→ **TEXTABSCHNITT**
※ ※ ※

Die größte Indigenen-Organisation Kolumbiens, die rund 800.000 Ureinwohner vertritt, sieht die Existenz der Bewohner des Südzipfels bedroht. Ein Grund ist die unmittelbare Nähe zum Coronavirus Hot Spot Brasilien.
In den Tiefen des Amazonas-Regenwaldes, und in einer der geheimnisvollsten Regionen Kolumbiens leben die Ticuna-Indianer. Sie sind eine der größten indigenen Volksgruppen in Kolumbien, Peru und Brasilien.
Ihre abgeschiedene Lebensform hat sie nicht vor der Coronavirus-Pandemie bewahrt. Im Gegenteil.
Die Nähe zu Brasilien, der größten Quelle des Virus in Lateinamerika, hat einen Ansteckungskorridor geöffnet, so dass diese Region mit 30 Covid-19-Fällen pro 100.000 Einwohnern die am stärksten betroffene in Kolumbien ist.

※ ※ ※

→ **ZU ERLEDIGENDE AUFGABEN**
1/ Beantworte anhand des Textabschnitts über die Ticuna:
(a) Wie viele Ureinwohner vertritt die größte Indigenen-Organisation Kolumbiens?
(b) In welchen Ländern gehören die Ticuna zu den größten indigenen Volksgruppen?
(c) Wie viele Covid-19-Fälle pro 100.000 Einwohner verzeichnet die Region?
2/ Nenne alle Länder, die im Textabschnitt über die Ticuna vorkommen.
3/ Nimm den Textabschnitt über die Ticuna dort auf, wo er endet, und schreibe ihn weiter.

→ **Datenauszüge**
※ ※ ※

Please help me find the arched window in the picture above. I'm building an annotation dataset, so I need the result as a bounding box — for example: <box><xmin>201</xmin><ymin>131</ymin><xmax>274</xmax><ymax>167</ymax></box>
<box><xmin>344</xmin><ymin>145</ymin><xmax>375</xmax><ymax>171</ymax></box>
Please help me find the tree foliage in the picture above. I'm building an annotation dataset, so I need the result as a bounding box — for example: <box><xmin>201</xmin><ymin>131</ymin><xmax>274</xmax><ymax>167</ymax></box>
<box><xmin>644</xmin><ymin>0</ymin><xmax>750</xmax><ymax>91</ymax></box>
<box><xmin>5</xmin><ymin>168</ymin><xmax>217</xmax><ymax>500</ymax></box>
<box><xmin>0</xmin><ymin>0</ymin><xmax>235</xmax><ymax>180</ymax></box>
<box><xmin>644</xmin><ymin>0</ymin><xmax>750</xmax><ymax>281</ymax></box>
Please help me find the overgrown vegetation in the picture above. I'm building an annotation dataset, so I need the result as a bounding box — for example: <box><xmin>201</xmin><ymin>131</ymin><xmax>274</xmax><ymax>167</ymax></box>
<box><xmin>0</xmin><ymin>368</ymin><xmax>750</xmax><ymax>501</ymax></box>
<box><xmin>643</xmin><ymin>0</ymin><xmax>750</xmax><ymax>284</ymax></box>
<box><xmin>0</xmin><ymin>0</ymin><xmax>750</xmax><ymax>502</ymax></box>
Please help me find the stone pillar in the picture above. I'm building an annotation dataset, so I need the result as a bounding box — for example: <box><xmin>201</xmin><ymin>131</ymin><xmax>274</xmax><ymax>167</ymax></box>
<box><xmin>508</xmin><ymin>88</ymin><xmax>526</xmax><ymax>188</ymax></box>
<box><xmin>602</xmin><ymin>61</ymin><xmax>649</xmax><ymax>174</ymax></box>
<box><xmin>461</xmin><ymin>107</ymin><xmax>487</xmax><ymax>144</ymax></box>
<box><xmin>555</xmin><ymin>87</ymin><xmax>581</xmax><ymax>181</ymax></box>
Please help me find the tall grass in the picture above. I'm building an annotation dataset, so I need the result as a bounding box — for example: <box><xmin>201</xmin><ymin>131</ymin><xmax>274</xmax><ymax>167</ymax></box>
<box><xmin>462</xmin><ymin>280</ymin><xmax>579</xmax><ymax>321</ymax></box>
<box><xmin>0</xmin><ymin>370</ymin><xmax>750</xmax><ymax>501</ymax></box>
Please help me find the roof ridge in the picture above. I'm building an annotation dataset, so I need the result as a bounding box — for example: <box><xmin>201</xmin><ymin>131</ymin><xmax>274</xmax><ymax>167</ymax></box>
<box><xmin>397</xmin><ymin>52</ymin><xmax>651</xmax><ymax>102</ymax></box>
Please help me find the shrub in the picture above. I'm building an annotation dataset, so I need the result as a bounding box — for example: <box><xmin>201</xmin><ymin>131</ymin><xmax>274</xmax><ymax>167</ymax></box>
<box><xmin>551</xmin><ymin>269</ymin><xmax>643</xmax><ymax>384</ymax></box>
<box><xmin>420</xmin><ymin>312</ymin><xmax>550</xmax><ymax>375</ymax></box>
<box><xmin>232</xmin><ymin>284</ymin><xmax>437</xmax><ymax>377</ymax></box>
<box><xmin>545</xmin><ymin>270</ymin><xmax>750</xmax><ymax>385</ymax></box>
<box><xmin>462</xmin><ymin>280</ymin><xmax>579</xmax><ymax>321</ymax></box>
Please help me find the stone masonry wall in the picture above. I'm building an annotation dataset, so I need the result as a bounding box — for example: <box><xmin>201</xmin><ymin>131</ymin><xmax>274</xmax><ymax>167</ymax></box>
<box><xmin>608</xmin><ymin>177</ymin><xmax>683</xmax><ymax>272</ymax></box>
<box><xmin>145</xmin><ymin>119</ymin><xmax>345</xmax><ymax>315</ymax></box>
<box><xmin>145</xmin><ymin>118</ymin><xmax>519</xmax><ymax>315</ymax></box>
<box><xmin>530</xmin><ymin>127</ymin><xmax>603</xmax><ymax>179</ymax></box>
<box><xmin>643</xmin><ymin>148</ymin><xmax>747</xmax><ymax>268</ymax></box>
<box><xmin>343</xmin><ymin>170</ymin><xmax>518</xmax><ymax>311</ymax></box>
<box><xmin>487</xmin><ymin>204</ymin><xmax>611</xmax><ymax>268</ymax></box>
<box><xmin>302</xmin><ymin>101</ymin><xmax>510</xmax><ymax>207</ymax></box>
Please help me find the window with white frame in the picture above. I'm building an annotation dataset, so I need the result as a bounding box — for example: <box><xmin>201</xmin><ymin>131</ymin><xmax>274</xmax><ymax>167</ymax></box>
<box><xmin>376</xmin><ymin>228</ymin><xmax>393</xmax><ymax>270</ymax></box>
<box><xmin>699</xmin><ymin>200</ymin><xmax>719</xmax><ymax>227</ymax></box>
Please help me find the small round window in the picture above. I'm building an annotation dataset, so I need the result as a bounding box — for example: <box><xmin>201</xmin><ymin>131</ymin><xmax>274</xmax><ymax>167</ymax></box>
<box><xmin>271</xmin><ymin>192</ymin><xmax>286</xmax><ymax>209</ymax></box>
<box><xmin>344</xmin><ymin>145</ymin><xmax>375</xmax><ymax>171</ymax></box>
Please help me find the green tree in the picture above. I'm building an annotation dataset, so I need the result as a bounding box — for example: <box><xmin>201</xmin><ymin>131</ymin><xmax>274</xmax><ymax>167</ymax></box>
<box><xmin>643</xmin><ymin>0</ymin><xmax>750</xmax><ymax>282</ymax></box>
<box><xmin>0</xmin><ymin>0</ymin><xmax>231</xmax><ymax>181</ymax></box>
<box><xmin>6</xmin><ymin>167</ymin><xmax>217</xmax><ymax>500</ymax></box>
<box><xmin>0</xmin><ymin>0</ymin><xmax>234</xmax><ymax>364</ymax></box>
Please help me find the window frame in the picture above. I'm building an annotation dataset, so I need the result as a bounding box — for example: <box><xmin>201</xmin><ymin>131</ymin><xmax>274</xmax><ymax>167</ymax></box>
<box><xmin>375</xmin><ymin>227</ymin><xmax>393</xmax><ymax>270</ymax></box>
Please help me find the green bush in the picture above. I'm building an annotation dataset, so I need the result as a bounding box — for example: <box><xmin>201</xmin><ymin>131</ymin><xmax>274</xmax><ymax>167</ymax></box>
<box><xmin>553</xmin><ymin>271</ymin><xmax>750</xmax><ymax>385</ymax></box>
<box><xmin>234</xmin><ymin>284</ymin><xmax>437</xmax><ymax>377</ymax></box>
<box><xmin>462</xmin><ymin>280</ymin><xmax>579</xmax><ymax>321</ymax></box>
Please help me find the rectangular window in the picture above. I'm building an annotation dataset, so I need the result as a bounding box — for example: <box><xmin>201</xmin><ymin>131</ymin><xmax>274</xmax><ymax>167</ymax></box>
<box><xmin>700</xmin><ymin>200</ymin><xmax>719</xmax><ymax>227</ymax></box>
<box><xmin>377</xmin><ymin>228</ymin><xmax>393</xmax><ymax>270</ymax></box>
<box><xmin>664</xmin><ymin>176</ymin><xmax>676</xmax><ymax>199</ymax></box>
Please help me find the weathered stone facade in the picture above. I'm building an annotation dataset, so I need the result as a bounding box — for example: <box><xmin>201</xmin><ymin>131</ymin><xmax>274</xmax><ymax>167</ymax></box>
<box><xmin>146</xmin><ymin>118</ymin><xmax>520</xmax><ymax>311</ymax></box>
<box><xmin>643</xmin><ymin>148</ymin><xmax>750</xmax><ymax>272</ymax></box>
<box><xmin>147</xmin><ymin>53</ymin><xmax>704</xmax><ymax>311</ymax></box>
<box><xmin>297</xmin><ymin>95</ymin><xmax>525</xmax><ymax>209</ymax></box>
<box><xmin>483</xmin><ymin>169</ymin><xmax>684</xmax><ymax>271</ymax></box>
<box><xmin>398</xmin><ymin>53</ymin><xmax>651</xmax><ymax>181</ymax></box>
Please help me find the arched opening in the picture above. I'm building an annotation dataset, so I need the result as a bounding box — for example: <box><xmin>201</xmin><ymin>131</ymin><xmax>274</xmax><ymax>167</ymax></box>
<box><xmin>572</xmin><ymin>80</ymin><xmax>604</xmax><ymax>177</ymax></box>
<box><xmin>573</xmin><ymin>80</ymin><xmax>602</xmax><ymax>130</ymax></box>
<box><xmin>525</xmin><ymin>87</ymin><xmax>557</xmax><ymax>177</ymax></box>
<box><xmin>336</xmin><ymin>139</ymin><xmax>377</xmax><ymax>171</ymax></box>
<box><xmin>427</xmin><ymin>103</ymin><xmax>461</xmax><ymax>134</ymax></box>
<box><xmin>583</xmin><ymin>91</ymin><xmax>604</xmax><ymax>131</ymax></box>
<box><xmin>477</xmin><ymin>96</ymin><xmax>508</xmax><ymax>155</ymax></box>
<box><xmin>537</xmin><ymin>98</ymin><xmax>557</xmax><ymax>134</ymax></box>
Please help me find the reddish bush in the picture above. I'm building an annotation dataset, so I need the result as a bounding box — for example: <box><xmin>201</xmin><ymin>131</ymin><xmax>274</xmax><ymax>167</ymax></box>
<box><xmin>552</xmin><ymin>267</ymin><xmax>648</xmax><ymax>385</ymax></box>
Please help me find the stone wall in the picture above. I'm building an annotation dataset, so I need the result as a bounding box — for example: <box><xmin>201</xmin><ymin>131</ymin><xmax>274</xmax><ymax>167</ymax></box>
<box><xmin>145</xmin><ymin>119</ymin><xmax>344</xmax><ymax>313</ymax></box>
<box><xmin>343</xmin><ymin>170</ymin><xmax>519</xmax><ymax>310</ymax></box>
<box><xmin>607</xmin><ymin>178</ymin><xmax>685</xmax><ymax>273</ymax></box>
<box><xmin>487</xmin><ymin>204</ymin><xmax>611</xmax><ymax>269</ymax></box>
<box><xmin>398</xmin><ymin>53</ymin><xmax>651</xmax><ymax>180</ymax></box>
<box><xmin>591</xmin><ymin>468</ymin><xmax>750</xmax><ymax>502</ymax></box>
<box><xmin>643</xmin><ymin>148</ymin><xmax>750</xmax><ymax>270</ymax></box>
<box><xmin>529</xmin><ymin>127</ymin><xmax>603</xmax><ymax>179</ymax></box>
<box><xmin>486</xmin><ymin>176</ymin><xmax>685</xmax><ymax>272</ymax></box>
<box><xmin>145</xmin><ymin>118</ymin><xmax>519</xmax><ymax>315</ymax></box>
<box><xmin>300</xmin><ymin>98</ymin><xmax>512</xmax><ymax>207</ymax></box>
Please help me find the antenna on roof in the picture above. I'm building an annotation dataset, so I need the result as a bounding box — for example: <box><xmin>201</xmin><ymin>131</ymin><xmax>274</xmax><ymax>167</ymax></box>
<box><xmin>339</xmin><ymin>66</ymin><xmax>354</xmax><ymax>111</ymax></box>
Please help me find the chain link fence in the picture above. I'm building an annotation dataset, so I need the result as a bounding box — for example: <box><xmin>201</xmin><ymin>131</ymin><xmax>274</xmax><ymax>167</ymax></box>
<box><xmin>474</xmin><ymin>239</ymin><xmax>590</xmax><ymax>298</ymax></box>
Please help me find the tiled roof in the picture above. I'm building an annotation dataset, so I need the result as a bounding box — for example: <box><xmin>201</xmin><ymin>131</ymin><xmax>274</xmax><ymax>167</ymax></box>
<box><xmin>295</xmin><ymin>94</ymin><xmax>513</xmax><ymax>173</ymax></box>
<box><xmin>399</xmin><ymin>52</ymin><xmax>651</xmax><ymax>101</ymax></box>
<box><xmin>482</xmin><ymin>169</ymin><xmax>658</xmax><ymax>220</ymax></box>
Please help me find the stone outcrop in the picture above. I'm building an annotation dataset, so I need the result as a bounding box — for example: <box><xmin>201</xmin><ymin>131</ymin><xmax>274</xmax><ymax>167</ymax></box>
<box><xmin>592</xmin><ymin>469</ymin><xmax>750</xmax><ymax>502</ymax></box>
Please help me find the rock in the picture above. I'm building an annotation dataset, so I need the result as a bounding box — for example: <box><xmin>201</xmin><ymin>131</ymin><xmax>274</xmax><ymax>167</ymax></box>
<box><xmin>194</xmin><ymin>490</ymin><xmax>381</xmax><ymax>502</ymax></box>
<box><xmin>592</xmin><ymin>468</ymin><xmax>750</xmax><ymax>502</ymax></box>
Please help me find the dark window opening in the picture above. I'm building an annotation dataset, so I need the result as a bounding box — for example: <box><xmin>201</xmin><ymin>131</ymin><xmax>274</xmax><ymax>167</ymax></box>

※ ※ ※

→ **LÖSUNGEN**
1/
(a) Rund 800.000 Ureinwohner.
(b) In Kolumbien, Peru und Brasilien.
(c) 30 Fälle pro 100.000 Einwohner.

2/ Kolumbien, Brasilien, Peru

3/
Die größte Tragödie für diese Völker ist der Verlust lebenswichtigen Wissens, das von den Älteren seit Generatioinen weitergegeben wird.
Todesfälle wie der von Antonio Bolívar, einem weisen Indigenen, der in dem Schwarz-Weiß-Spielilm "Die Umarmung der Schlange" die Hauptrolle spielte, sind deshalb enorme Verluste.
Laienschauspieler Bolívar starb mit 75 Jahren an Covid-19. Der kolumbianische Regisseur Ciro Guerra begibt sich in dem Film auf die Spuren des deutschen Ethnologen Theodor Koch-Grünberg.
Leitfiguren der Ticuna gehören zur Risikogruppe
Remberto Cahuamariist das Oberhaupt der Ticuna-Gemeinschaft von El Progreso. Er macht sich große Sorgen um die Zukunft seines Stammes: "Wenn unsere geistigen und kulturellen Führungspersönlichkeiten hier in unserer Abteilung sterben, bleiben natürlich hauptsächlich junge Menschen zurück. Sie werden in der Zukunft nichts oder nicht mehr viel von unseren Kulturen, Praktiken und Bräuchen wissen. Wenn wir unsere Großeltern verlieren, haben wir keine Vorbilder mehr und keine Leitfigur, der sich um uns kümmert und uns führt."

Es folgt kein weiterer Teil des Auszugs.